Top of Records supplied

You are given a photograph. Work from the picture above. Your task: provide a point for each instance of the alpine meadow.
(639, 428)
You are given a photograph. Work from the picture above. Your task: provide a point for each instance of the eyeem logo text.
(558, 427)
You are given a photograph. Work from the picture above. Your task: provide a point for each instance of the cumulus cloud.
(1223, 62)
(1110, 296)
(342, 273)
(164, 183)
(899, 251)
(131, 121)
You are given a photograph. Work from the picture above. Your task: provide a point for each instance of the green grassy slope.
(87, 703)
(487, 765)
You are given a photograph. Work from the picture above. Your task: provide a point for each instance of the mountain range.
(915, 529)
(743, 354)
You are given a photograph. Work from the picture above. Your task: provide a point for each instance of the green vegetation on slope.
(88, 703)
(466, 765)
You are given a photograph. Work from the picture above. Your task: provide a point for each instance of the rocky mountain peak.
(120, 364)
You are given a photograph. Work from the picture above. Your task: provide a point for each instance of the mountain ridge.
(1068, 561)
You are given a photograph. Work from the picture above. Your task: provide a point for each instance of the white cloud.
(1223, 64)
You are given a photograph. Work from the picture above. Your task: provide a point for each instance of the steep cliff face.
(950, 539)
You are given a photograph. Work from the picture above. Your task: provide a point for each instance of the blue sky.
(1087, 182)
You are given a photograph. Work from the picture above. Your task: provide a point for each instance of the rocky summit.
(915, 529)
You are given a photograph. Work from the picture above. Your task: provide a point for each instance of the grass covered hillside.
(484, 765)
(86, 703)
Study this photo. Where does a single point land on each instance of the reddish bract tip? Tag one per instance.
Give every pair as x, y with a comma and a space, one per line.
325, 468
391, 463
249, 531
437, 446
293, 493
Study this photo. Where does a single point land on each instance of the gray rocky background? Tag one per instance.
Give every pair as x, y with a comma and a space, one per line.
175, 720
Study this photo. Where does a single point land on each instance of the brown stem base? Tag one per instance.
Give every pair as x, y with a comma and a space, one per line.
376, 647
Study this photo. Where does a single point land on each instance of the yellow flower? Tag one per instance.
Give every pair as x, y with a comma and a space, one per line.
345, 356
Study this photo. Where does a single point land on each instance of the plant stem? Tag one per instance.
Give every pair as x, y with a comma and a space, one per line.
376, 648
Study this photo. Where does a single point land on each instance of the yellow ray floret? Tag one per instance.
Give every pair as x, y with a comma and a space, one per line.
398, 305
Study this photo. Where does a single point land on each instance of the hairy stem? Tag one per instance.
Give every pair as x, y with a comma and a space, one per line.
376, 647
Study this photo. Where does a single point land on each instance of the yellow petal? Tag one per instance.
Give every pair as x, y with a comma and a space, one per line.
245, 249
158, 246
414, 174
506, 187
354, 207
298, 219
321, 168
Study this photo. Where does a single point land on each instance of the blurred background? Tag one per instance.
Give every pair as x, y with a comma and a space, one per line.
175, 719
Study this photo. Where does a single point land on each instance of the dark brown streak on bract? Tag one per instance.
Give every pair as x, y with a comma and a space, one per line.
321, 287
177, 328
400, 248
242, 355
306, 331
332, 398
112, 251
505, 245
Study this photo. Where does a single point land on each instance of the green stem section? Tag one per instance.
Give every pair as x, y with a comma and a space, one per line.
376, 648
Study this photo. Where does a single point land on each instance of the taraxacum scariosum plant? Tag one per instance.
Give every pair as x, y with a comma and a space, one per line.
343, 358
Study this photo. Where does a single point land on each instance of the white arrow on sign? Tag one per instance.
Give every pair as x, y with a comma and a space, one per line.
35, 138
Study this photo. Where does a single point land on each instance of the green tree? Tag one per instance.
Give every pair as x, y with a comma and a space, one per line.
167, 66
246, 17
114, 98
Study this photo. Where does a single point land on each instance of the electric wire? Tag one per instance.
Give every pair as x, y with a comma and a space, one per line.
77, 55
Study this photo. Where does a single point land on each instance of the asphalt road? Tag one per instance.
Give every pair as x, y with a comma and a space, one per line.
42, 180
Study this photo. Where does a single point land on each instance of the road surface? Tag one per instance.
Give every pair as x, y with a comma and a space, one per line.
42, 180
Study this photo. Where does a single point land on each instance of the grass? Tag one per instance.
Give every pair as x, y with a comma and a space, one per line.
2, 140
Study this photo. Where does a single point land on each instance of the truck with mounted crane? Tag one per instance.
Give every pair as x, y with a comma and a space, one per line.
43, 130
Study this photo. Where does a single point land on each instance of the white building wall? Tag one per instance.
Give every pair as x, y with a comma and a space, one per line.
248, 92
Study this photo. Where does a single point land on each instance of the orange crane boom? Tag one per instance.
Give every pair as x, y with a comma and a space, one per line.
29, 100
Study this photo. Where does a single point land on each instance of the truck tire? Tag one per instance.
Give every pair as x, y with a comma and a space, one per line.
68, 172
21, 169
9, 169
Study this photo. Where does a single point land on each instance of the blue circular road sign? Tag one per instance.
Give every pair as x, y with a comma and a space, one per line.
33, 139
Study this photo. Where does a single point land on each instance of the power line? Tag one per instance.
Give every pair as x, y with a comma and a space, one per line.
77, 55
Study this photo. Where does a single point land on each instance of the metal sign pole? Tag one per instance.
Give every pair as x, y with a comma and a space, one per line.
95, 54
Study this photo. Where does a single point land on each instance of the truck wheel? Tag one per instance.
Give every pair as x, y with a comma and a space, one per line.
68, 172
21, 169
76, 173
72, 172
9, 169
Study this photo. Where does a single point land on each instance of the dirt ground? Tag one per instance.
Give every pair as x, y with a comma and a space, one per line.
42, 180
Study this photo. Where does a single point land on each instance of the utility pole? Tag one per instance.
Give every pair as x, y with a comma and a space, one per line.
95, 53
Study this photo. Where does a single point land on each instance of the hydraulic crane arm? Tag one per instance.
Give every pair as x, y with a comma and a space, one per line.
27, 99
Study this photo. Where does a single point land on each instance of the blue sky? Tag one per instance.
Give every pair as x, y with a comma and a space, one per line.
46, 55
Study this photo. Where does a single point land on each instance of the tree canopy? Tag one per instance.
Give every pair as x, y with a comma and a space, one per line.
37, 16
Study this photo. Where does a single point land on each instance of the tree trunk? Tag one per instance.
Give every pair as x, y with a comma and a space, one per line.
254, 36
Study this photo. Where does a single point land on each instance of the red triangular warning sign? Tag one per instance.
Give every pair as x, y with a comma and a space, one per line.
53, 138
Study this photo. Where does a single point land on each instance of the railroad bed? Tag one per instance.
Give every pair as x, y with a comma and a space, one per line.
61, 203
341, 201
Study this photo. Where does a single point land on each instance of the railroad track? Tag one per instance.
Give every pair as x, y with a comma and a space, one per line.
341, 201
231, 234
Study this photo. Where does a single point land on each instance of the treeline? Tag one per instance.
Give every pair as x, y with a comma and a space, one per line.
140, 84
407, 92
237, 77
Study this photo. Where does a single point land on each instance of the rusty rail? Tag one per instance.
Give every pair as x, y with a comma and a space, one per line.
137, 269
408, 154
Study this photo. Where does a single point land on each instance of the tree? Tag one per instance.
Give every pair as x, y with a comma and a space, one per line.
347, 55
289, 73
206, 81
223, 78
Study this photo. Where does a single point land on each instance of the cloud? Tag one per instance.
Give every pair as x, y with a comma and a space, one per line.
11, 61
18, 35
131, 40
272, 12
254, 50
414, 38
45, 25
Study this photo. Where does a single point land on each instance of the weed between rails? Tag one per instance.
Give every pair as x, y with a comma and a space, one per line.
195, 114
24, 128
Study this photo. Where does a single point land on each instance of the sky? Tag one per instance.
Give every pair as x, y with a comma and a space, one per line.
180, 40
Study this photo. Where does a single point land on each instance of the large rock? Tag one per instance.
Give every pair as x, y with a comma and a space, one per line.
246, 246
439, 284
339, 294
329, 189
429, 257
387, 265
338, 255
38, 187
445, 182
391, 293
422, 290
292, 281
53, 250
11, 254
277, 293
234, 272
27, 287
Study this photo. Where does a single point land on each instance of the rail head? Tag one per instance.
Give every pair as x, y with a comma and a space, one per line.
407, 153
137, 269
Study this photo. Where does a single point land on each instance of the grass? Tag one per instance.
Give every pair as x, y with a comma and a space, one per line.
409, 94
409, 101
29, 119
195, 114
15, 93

Bottom of Records supplied

_Exercise objective:_ In the lines above, find the word "yellow" and copy every line it occurs in.

_Answer below:_
Study this photo. Where does a single point land on each instance of the yellow flower? Tag one per instance.
Study this photo. Where does a single point land on each instance of the yellow ray floret? Tag one per instance.
Study this photo. Where does a single point land on each instance of the yellow petal? Tag one per instance.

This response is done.